- **Problem description**
Return every line below that contains the word "church", copying each such line in full.

- **Data provided**
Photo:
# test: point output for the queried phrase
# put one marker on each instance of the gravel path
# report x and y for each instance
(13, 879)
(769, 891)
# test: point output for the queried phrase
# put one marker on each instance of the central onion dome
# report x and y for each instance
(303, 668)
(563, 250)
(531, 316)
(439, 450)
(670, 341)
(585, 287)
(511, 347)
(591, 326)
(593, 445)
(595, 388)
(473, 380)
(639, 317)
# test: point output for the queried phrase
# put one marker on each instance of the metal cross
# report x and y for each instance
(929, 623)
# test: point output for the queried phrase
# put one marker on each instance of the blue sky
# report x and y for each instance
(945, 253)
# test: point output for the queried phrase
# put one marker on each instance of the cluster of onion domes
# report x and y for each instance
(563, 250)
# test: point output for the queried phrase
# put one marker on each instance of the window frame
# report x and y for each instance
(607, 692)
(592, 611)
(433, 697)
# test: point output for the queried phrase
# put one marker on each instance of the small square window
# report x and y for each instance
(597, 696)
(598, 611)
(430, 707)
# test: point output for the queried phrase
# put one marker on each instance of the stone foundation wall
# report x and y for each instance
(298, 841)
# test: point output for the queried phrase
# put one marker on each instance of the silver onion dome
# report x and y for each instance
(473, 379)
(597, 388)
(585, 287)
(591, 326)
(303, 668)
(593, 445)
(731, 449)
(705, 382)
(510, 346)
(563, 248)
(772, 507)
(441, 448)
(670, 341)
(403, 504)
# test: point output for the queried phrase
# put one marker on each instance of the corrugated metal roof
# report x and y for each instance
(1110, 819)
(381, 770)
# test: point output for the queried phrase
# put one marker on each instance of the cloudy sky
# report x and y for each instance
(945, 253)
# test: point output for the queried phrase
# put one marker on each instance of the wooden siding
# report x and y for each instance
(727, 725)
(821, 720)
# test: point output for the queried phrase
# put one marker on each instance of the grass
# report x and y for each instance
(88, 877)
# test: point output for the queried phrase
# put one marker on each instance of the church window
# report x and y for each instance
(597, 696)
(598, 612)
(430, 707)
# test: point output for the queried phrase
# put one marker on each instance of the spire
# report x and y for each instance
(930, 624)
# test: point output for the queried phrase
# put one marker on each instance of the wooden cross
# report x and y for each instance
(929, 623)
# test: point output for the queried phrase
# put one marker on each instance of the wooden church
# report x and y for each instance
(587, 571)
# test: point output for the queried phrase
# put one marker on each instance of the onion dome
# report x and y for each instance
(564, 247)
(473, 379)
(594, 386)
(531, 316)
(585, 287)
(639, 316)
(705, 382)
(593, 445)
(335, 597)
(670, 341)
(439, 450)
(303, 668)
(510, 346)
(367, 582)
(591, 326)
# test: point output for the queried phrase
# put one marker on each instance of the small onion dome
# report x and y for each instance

- **Solved exercise**
# put one marker on each instance of the church window
# put one marker on each instance of the wooden church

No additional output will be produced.